= Da fare =
a. Cita parola per parola il testo in esame, partendo da "13 gennaio 1910." e proseguendo fino a "dall’importanza della gara.".
b. Stabilisci se ciascuna affermazione concorda con il testo in esame e rispondi sì o no, citando esattamente le parole decisive: (i) nella partita d'esordio i giocatori dell'Italia indossavano una maglia azzurra; (ii) la Coppa d'Africa si giocherà nel mese di gennaio; (iii) l'Italia batté la Francia per 6-2 all'Arena Civica di Milano.
--- Testo in esame ---
13 gennaio 1910. La Nazionale italiana fondata di Luigi Bosisio compie ufficialmente il suo debutto. All’Arena Civica di Milano, l’Italia ha la meglio per 6-2 sulla Francia e festeggia con entusiasmo. Non ancora azzurri, Lana, autore di una tripletta, e compagni vestono una maglia bianca. Da quel momento in poi, chiunque avrebbe vissuto un grande orgoglio nel vestire la maglia della propria selezione. Che fossero europei, mondiali, coppe internazionali, Olimpiadi o semplici amichevoli, ha spesso rappresentato un onore. A prescindere dall’importanza della gara.
Novembre 2021. Il Napoli può sfoggiare le stelle di André Zambo Anguissa, Kalidou Koulibaly e Victor Osimhen, che stanno facendo le gioie di Luciano Spalletti e del Napoli. Lanciato verso la corsa al titolo, avrà però un “ostacolo” molto importante: la Coppa d’Africa che si giocherà nel mese di gennaio. Aurelio De Laurentiis e tutti i vertici faranno in modo di trattenere i propri gioielli, pur di non perdere due giocatori in ottica campionato. Si prospetta una vera e propria battaglia federale con Camerun, Senegal e Nigeria, bisognose di poter coronare i propri desideri di tironfo nella kermesse. Uno scenario a cui siamo ormai abituati, ma che rischia di accendersi ancora di più, in un calendario sempre più fitto di impegni a causa dei ritardi portati dalla pandemia.
--- Dati estratti ---
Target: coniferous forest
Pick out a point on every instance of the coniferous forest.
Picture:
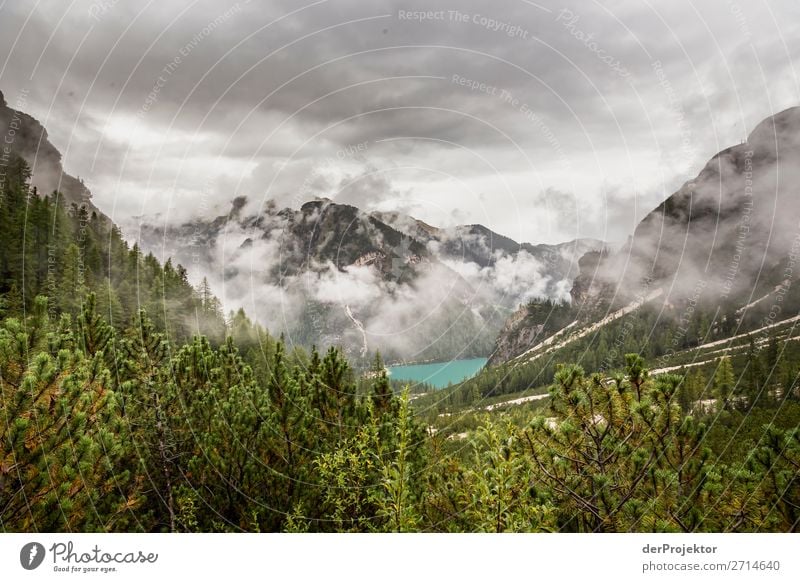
(129, 401)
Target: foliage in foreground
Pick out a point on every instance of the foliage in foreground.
(107, 431)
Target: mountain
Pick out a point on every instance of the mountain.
(716, 259)
(27, 138)
(329, 273)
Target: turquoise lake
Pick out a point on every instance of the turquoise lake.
(439, 374)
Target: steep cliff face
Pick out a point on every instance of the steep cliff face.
(382, 280)
(25, 137)
(725, 245)
(728, 227)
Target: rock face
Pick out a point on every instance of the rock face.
(27, 138)
(727, 241)
(382, 280)
(727, 228)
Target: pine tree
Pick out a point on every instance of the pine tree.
(724, 383)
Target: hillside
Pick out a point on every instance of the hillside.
(330, 274)
(27, 138)
(715, 259)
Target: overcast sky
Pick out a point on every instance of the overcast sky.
(543, 120)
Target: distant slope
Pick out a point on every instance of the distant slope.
(717, 258)
(27, 138)
(330, 273)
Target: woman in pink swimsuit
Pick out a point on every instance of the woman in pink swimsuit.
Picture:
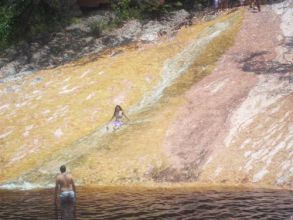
(118, 115)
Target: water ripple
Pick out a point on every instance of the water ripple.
(149, 204)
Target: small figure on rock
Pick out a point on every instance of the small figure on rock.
(118, 115)
(65, 186)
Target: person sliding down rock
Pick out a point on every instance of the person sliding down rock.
(118, 115)
(65, 186)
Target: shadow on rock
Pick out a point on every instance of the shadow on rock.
(257, 63)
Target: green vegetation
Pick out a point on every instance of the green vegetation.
(24, 19)
(28, 19)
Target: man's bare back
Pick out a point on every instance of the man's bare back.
(65, 181)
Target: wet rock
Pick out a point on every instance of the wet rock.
(151, 30)
(79, 40)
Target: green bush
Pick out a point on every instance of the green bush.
(25, 19)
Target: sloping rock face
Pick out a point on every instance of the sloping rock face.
(82, 38)
(236, 127)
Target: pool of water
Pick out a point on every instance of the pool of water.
(109, 203)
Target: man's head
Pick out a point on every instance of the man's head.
(63, 168)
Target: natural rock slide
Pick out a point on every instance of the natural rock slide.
(200, 113)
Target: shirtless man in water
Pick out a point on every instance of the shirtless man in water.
(65, 186)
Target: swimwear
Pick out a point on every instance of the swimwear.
(117, 124)
(67, 196)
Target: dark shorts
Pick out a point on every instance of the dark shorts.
(67, 196)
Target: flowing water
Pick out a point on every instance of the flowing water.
(123, 203)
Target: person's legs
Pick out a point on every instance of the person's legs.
(257, 4)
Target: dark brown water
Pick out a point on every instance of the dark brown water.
(150, 204)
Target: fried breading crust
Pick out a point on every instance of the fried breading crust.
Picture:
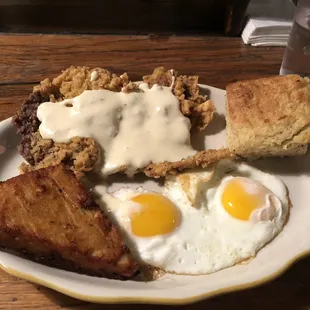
(82, 154)
(47, 215)
(201, 159)
(186, 89)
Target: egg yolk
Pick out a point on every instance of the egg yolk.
(157, 215)
(242, 196)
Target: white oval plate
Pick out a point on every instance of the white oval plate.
(292, 243)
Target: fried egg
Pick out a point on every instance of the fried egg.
(237, 210)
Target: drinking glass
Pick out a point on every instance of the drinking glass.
(297, 53)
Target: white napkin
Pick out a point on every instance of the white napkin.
(266, 32)
(269, 22)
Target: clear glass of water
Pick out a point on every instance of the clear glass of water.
(297, 53)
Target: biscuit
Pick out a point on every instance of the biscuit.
(268, 116)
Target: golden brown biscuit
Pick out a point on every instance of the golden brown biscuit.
(268, 116)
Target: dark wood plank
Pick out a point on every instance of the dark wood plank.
(27, 59)
(135, 16)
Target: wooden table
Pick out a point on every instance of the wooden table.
(27, 59)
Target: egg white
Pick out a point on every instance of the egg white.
(208, 238)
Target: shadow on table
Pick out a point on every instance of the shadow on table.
(290, 291)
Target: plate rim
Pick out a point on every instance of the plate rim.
(156, 300)
(149, 299)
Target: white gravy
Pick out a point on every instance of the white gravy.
(132, 129)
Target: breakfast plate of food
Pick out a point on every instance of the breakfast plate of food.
(162, 191)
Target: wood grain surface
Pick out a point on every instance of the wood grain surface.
(27, 59)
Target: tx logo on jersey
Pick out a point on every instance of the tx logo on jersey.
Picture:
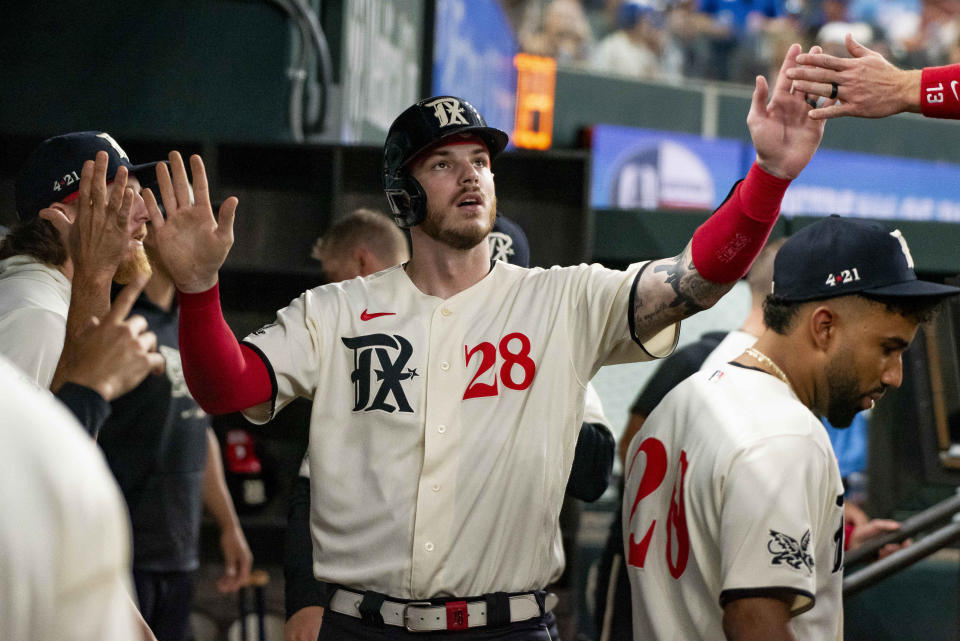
(447, 111)
(786, 550)
(501, 246)
(387, 374)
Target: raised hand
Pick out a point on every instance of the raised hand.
(784, 136)
(97, 238)
(192, 244)
(867, 85)
(113, 355)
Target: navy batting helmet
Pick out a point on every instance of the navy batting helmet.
(419, 127)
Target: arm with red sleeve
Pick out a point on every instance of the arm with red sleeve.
(223, 375)
(939, 92)
(867, 85)
(723, 248)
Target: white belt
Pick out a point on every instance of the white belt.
(420, 616)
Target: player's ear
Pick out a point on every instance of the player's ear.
(823, 326)
(364, 260)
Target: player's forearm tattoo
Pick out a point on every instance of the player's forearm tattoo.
(685, 294)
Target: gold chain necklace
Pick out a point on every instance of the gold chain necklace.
(763, 358)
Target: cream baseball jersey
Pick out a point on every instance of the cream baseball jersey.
(732, 489)
(443, 430)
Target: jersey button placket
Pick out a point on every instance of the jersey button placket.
(437, 487)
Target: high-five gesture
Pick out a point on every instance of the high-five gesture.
(865, 84)
(97, 238)
(784, 136)
(193, 245)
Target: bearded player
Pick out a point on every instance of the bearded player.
(448, 392)
(733, 503)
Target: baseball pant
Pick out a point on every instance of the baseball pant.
(165, 600)
(341, 627)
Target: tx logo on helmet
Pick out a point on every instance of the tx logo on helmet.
(447, 111)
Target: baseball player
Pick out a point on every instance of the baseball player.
(867, 85)
(81, 219)
(65, 572)
(448, 392)
(360, 244)
(733, 503)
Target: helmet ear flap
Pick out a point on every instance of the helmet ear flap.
(408, 201)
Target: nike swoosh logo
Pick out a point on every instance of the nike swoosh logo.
(366, 316)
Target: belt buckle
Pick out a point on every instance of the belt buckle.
(457, 616)
(406, 616)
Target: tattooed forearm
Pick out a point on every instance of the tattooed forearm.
(670, 290)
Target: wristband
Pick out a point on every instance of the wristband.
(939, 90)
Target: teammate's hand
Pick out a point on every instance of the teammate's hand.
(193, 245)
(784, 136)
(237, 560)
(867, 85)
(304, 625)
(861, 533)
(100, 234)
(114, 354)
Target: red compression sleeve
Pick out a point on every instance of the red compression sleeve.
(939, 88)
(223, 375)
(725, 245)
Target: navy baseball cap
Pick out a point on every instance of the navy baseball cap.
(52, 172)
(839, 256)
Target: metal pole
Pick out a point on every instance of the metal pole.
(875, 572)
(916, 523)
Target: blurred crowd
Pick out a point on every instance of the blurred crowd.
(728, 40)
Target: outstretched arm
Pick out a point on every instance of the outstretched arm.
(723, 248)
(867, 85)
(193, 245)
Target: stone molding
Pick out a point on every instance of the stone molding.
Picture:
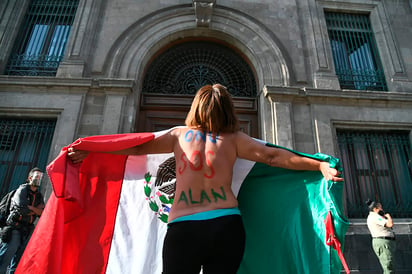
(134, 48)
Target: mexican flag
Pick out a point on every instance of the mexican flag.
(109, 213)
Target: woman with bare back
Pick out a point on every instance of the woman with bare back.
(205, 227)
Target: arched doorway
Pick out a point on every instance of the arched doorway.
(176, 73)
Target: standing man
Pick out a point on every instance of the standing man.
(26, 205)
(383, 238)
(205, 151)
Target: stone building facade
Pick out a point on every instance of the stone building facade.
(289, 57)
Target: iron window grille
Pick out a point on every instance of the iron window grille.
(354, 50)
(40, 44)
(377, 165)
(24, 144)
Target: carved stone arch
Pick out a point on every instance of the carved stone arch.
(134, 48)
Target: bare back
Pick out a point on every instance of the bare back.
(204, 169)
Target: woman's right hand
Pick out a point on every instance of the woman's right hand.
(77, 156)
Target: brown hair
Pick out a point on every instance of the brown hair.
(212, 110)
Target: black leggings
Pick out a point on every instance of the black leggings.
(216, 244)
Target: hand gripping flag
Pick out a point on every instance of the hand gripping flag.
(108, 214)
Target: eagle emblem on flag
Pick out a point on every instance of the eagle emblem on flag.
(160, 195)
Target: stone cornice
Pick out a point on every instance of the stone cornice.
(54, 83)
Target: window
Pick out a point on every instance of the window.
(354, 51)
(24, 144)
(40, 45)
(377, 165)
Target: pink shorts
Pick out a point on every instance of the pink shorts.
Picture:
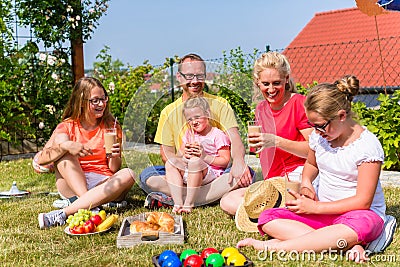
(366, 223)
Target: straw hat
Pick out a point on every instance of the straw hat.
(259, 196)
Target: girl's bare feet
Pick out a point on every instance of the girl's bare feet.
(186, 209)
(258, 244)
(177, 209)
(357, 254)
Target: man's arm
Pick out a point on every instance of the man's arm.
(239, 171)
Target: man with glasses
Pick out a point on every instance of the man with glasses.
(191, 76)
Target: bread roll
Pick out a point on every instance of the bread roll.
(155, 221)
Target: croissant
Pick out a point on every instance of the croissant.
(155, 221)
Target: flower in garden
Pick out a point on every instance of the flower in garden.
(111, 87)
(51, 60)
(42, 57)
(51, 109)
(54, 76)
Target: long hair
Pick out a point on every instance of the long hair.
(77, 107)
(272, 60)
(327, 99)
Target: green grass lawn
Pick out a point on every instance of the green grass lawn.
(24, 244)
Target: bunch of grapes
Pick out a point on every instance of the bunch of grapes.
(79, 218)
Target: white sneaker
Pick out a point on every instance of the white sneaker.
(385, 238)
(63, 203)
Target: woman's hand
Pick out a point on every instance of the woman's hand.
(116, 150)
(261, 141)
(302, 204)
(308, 192)
(76, 148)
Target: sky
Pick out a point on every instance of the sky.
(153, 30)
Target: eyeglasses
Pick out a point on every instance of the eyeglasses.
(320, 128)
(274, 84)
(96, 101)
(196, 118)
(190, 76)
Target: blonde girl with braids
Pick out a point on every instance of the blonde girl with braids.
(82, 170)
(348, 211)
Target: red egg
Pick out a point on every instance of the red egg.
(193, 261)
(208, 251)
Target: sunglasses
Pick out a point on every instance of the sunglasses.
(320, 127)
(191, 76)
(96, 101)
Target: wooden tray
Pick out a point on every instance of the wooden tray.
(127, 239)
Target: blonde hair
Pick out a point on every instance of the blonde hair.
(272, 60)
(77, 107)
(327, 99)
(199, 102)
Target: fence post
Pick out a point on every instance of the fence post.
(171, 63)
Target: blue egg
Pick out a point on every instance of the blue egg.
(166, 254)
(172, 261)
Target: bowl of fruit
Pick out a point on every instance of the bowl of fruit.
(86, 222)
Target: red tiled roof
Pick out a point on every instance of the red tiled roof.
(345, 41)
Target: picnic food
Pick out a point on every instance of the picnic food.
(84, 221)
(155, 221)
(107, 223)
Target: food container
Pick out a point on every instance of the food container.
(127, 239)
(248, 262)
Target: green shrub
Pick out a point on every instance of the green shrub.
(384, 122)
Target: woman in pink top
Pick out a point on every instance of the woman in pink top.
(283, 145)
(77, 149)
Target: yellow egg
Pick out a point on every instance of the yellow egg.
(103, 214)
(237, 259)
(229, 251)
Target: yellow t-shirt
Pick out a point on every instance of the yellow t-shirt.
(172, 124)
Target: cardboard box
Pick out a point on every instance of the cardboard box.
(127, 239)
(248, 262)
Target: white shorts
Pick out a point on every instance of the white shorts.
(93, 179)
(210, 176)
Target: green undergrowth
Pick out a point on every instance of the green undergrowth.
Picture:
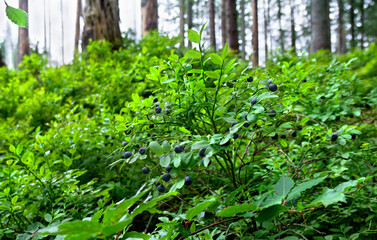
(155, 142)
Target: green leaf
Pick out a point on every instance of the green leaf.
(304, 186)
(225, 51)
(19, 149)
(193, 212)
(14, 199)
(202, 28)
(85, 229)
(182, 129)
(165, 161)
(113, 215)
(67, 160)
(200, 144)
(331, 196)
(136, 235)
(48, 217)
(193, 53)
(283, 186)
(193, 36)
(12, 149)
(166, 146)
(18, 16)
(233, 210)
(154, 71)
(216, 59)
(155, 148)
(212, 74)
(271, 212)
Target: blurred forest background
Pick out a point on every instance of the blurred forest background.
(57, 28)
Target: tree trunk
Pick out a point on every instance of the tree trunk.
(352, 22)
(45, 26)
(182, 22)
(189, 18)
(243, 29)
(341, 38)
(293, 31)
(49, 30)
(362, 18)
(265, 31)
(223, 22)
(254, 8)
(62, 26)
(212, 31)
(23, 35)
(101, 21)
(320, 24)
(232, 25)
(77, 32)
(281, 31)
(2, 63)
(149, 12)
(269, 22)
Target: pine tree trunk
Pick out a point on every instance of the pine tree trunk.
(77, 31)
(189, 18)
(341, 38)
(223, 23)
(149, 12)
(269, 22)
(44, 26)
(232, 25)
(62, 28)
(243, 29)
(212, 31)
(352, 22)
(362, 19)
(254, 8)
(265, 30)
(182, 22)
(293, 31)
(2, 63)
(281, 31)
(23, 35)
(101, 21)
(320, 24)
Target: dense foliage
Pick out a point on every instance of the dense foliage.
(149, 142)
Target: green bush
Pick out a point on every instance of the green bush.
(218, 162)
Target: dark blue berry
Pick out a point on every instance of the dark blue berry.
(127, 155)
(202, 152)
(272, 87)
(166, 177)
(158, 110)
(253, 101)
(161, 188)
(142, 150)
(145, 170)
(168, 168)
(178, 149)
(188, 180)
(272, 113)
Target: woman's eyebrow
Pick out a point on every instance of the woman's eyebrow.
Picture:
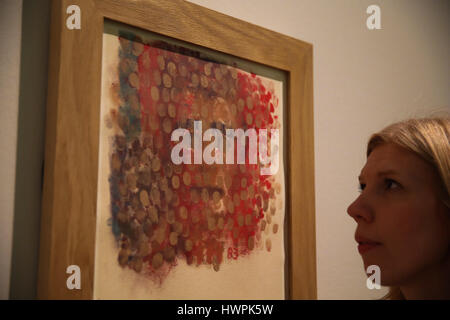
(380, 173)
(386, 172)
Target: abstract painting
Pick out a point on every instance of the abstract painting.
(191, 189)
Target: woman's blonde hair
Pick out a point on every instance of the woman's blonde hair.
(429, 138)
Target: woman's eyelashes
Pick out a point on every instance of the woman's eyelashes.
(391, 184)
(388, 184)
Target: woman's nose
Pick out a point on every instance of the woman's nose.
(361, 210)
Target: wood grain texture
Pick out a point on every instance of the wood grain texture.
(71, 155)
(72, 134)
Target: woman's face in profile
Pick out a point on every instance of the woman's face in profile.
(401, 215)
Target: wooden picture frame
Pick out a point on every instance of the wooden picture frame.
(68, 223)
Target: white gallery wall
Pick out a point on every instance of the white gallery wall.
(10, 38)
(363, 80)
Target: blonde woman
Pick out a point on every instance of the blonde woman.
(403, 210)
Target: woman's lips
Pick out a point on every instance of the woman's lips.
(364, 247)
(365, 244)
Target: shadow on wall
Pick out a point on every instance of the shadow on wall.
(30, 148)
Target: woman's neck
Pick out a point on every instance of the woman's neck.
(432, 283)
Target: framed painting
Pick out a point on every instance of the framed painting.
(179, 156)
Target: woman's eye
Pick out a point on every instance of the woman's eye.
(391, 184)
(361, 187)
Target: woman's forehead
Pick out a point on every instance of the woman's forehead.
(390, 159)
---
= Soluzioni =
a.
13 gennaio 1910. La Nazionale italiana fondata di Luigi Bosisio compie ufficialmente il suo debutto. All’Arena Civica di Milano, l’Italia ha la meglio per 6-2 sulla Francia e festeggia con entusiasmo. Non ancora azzurri, Lana, autore di una tripletta, e compagni vestono una maglia bianca. Da quel momento in poi, chiunque avrebbe vissuto un grande orgoglio nel vestire la maglia della propria selezione. Che fossero europei, mondiali, coppe internazionali, Olimpiadi o semplici amichevoli, ha spesso rappresentato un onore. A prescindere dall’importanza della gara.

b.
(i) No: "Non ancora azzurri, Lana, autore di una tripletta, e compagni vestono una maglia bianca."
(ii) Sì: "la Coppa d’Africa che si giocherà nel mese di gennaio"
(iii) Sì: "All’Arena Civica di Milano, l’Italia ha la meglio per 6-2 sulla Francia"